§ **Vorliegender Text**

········

Zustände wie in Nordkorea oder in China befürchten die Gegner. Sie sprechen von Internetzensur. Inwiefern können Sie diese Ängste vor den Auswirkungen auf die Freiheit im Internet nachvollziehen?

Von Zensur zu sprechen ist falsch. Der freie Zugang zu Meinungen und Informationen politischer oder religiöser Natur etc. wird von den Sperren nicht tangiert. Zudem werden die gesperrten Sites veröffentlicht und die Inhaber können gegen die Sperre Beschwerde erheben. Ohne Sperren, die heute in vielen europäischen Ländern Standard sind, ist ein Schutz vor Spielsucht nicht garantiert, und zudem fliesst potenzielles Steuersubstrat ins Ausland ab.

Darum geht es

National- und Ständerat haben in der Herbstsession am 29. September 2017 das revidierte Geldspielgesetz verabschiedet. Dabei erlaubt das Parlament mit dem neuen Geldspielgesetz nur einheimischen Casinos, ihre Spiele auch online durchzuführen. Ausländische Online-Casinoanbieter werden mit einer ­Internetsperre belegt und sollen so von der Schweiz aus nicht mehr aufgerufen werden können.

Jungfreisinnige, Junge GLP und Junge SVP bekämpfen das Gesetz gemeinsam und haben am 10. Oktober 2017 das Referendum dagegen ergriffen. Bis zum Ende der Referendumsfrist am 18. Januar 2018 müssen sie 50000 Unterschriften sammeln, damit die Vorlage vors Volk kommt. Der Wirtschaftsverband Swico unterstützt das Referendum.

Die Argumente der Gegner:

Die Sperrung von ausländischen Internetseiten zum Schutz einheimischer Marktteilnehmer sei wirtschaftlich unvernünftig, argumentieren die Gegner des ­revidierten Gesetzes. Die Netzsperren stellten einen schweren Eingriff in die Wirtschafts- und Informationsfreiheit dar.

Mit dem Entscheid für Netzsperren schaffe das Par­lament einen gefährlichen Präzedenzfall, der weiteren Eingriffen in die Freiheit des Internets Tür und Tor ­öffne und all jenen Bestrebungen als gutes Beispiel dient, unliebsame Konkurrenz im Internet einfach auszusperren. Dabei liege eine sinnvolle Lösung auf der Hand: Das ausländische Onlineangebot soll in­tegriert und die entsprechenden Unternehmen reguliert und besteuert werden. Damit sichere sich der Staat wichtige Einnahmen für Kantone, Jugend, Sport und AHV/IV.

········

§ **Vorliegende Datensätze**
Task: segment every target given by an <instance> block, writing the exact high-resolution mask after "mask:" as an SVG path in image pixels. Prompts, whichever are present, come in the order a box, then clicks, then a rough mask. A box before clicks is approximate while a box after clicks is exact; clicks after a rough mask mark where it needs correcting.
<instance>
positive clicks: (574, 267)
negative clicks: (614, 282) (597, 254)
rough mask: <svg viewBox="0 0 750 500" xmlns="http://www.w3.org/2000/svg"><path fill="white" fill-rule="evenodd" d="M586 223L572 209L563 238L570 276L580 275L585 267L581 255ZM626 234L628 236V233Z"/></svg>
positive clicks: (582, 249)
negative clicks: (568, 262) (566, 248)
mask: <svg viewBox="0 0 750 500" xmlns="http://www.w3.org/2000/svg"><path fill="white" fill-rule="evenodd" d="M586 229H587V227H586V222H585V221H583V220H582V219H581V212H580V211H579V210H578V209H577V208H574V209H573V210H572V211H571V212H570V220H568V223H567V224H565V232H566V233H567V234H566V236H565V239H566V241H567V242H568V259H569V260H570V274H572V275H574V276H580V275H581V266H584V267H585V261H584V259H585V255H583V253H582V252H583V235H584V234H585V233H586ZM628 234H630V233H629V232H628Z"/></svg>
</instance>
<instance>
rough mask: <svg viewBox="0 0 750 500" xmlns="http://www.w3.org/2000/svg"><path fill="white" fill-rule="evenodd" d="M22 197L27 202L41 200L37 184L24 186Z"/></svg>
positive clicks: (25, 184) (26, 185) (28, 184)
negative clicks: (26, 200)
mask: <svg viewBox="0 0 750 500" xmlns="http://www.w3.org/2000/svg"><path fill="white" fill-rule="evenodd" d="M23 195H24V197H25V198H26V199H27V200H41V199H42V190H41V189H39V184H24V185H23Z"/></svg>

········

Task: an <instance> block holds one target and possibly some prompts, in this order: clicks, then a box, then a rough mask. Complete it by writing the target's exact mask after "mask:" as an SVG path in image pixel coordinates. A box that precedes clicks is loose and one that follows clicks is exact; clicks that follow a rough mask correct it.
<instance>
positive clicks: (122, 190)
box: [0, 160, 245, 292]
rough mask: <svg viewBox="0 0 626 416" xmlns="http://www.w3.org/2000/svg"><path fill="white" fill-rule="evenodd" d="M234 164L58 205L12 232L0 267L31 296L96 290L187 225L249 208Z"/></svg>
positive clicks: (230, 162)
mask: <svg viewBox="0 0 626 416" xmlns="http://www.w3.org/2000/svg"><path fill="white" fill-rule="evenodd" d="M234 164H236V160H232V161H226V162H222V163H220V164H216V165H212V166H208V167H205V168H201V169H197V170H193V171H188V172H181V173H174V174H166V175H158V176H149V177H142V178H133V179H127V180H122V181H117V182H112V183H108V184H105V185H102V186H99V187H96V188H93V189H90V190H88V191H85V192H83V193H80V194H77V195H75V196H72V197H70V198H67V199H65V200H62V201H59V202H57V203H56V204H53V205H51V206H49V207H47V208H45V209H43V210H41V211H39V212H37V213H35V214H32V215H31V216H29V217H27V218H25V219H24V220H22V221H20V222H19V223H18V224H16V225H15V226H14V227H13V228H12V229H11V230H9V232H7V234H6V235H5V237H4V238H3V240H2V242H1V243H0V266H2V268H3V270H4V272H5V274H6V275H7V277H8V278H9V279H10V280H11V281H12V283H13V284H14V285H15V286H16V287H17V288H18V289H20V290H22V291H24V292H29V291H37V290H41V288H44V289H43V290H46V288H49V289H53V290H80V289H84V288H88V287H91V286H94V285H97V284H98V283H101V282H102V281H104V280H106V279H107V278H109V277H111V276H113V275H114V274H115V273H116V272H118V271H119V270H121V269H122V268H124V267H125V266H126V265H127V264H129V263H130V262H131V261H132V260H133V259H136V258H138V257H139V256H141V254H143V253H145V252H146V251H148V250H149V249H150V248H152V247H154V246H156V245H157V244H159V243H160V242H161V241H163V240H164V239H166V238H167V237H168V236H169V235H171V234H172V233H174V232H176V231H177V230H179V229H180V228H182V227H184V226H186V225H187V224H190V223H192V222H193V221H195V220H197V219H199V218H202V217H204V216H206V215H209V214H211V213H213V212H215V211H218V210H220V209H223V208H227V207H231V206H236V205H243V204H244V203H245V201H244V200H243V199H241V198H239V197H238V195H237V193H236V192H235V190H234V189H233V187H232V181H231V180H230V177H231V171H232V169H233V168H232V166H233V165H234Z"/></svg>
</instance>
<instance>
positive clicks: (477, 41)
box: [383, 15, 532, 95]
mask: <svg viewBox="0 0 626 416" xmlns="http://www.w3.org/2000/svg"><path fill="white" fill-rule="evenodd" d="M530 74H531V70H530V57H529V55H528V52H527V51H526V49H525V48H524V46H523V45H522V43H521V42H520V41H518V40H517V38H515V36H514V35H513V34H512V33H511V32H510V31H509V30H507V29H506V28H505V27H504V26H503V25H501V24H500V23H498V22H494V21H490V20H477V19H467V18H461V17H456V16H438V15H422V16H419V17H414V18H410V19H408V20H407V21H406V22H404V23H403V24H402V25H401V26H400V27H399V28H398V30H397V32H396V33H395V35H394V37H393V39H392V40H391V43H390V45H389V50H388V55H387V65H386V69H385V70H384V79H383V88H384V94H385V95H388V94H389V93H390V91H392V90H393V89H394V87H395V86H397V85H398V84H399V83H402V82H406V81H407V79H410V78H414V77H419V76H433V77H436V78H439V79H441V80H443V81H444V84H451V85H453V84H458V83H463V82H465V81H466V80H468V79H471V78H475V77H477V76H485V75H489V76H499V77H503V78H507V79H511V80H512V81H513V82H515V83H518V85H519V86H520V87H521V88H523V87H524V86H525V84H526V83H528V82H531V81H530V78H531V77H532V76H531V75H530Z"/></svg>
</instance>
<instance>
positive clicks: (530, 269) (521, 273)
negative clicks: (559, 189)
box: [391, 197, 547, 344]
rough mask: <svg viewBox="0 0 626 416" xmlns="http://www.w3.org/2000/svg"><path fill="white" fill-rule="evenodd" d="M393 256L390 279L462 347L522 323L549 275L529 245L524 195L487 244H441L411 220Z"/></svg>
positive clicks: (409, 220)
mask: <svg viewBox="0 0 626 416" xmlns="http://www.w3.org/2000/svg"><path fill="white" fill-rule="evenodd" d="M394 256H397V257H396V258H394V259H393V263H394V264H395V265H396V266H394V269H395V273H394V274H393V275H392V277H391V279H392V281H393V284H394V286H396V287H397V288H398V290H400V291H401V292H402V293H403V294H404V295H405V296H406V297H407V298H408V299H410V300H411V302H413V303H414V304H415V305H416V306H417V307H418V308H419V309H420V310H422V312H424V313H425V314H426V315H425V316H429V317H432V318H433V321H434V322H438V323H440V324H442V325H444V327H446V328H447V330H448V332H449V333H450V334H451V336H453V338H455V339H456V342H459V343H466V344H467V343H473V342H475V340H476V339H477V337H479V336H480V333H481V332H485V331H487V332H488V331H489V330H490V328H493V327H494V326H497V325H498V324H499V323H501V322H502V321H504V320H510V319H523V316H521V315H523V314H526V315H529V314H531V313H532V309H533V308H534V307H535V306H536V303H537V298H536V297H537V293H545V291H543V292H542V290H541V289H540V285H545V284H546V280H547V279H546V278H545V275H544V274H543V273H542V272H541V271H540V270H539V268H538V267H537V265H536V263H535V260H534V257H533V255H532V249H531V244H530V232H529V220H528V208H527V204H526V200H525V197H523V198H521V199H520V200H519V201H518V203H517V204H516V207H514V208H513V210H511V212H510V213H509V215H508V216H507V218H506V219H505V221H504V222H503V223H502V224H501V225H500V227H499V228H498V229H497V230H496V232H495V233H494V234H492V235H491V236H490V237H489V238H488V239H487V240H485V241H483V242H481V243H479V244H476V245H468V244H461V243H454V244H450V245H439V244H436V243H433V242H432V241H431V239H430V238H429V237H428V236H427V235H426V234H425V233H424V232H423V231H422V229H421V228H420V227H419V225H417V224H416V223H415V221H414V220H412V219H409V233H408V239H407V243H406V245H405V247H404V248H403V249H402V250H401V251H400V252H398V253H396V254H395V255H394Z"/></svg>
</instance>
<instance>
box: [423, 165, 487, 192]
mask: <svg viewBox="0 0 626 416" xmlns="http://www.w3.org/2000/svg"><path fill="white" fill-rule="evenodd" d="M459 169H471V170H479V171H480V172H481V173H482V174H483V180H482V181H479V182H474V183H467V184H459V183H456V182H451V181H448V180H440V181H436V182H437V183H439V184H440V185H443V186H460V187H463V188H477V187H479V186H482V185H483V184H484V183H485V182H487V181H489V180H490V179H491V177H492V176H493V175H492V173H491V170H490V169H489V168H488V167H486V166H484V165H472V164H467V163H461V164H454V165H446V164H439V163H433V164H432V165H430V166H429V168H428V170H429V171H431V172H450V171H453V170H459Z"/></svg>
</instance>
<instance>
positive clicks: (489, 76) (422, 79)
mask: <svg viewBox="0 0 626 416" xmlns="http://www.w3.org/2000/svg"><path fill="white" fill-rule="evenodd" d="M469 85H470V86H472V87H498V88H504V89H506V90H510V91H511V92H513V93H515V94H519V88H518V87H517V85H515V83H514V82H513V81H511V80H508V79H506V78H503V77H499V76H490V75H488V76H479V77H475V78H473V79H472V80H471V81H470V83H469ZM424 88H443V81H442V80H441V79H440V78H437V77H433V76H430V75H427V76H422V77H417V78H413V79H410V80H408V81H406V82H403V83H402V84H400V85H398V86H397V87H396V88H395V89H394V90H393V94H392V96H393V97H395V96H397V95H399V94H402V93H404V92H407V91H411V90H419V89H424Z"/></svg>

········

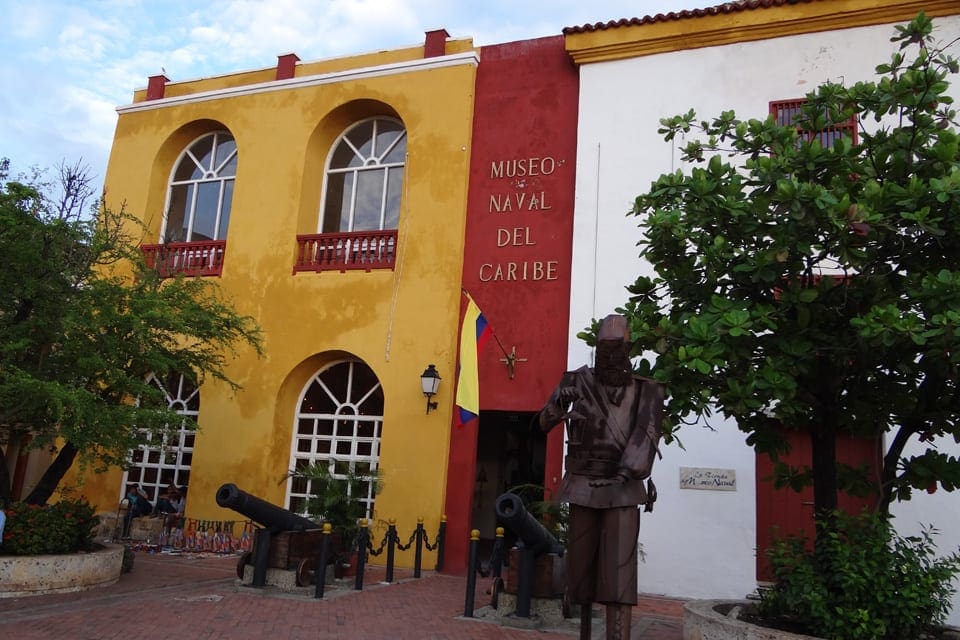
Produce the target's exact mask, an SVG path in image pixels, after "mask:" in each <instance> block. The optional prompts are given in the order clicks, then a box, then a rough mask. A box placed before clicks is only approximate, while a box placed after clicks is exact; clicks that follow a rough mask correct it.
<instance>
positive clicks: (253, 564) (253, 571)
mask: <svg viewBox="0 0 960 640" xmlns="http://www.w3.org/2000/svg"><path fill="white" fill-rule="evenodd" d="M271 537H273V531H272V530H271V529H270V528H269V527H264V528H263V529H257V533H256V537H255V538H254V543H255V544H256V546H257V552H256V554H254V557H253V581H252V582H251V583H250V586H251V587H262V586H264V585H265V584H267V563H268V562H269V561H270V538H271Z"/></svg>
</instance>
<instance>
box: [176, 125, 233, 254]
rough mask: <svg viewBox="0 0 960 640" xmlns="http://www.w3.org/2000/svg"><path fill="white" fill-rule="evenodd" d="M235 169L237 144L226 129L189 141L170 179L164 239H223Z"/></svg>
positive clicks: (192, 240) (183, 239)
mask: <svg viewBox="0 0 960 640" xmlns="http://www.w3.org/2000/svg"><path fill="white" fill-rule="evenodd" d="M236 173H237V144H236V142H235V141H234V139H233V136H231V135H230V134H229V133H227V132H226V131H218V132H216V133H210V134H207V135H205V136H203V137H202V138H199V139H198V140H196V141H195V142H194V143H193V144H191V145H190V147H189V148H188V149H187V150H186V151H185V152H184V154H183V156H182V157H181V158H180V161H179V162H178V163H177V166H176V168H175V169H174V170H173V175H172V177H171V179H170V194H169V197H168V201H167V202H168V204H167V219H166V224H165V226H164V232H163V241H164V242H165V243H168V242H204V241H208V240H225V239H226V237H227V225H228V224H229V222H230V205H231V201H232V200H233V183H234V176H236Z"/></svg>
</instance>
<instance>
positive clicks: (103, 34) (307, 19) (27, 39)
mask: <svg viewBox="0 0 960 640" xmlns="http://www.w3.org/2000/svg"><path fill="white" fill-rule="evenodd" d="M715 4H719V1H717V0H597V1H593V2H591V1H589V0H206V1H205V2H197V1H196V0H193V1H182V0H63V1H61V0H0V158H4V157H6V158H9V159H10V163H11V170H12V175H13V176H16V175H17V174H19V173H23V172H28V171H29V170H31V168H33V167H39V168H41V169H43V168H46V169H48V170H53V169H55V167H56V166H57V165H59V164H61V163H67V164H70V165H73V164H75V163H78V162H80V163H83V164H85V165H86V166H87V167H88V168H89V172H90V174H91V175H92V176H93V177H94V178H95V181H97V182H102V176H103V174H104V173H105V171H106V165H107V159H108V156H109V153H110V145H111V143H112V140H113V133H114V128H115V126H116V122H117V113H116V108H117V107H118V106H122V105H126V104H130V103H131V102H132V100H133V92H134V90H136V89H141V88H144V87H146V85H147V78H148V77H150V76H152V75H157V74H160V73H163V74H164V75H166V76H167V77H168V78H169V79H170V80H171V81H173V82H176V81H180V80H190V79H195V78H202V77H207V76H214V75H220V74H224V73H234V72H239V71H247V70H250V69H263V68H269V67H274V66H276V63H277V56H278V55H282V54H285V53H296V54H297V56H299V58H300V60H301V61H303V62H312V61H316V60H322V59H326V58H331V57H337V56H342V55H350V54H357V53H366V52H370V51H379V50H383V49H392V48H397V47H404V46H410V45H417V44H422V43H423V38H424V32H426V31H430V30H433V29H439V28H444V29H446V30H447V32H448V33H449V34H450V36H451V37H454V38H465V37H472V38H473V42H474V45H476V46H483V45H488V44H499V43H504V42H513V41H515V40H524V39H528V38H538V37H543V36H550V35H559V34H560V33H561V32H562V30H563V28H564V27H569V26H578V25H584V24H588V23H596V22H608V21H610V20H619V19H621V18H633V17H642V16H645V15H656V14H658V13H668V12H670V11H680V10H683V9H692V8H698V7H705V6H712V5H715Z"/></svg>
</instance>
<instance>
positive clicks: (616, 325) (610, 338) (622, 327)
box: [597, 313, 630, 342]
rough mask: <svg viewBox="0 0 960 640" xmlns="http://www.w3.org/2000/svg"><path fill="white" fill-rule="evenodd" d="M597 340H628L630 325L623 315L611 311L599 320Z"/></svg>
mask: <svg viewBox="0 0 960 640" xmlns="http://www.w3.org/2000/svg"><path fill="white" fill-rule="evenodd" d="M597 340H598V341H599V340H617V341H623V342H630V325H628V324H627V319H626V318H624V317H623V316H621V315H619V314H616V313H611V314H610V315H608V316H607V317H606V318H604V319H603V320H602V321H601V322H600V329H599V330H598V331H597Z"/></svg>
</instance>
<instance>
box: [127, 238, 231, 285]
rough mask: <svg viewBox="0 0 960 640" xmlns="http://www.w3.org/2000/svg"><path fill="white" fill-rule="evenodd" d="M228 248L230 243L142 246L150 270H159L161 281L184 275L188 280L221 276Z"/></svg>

········

§ **Aufgaben**
1. Beantworte folgende Fragen zum Text über das Geldspielgesetz:
(a) An welchem Datum haben National- und Ständerat das revidierte Geldspielgesetz verabschiedet?
(b) Wie viele Unterschriften müssen bis zum Ende der Referendumsfrist gesammelt werden?
(c) Wofür sichert sich der Staat laut den Gegnern Einnahmen, wenn ausländische Anbieter reguliert und besteuert werden?
2. Fasse im Text über das Geldspielgesetz den Absatz, der mit „Jungfreisinnige, Junge GLP und Junge SVP“ beginnt, als Stichpunktliste zusammen.

§ **Lösungen**
1.
(a) Am 29. September 2017.
(b) 50000 Unterschriften.
(c) Für Kantone, Jugend, Sport und AHV/IV.

2.
- Jungfreisinnige, Junge GLP und Junge SVP bekämpfen das Gesetz gemeinsam.
- Am 10. Oktober 2017 haben sie das Referendum ergriffen.
- Bis zum Ende der Referendumsfrist am 18. Januar 2018 brauchen sie 50000 Unterschriften, damit die Vorlage vors Volk kommt.
- Der Wirtschaftsverband Swico unterstützt das Referendum.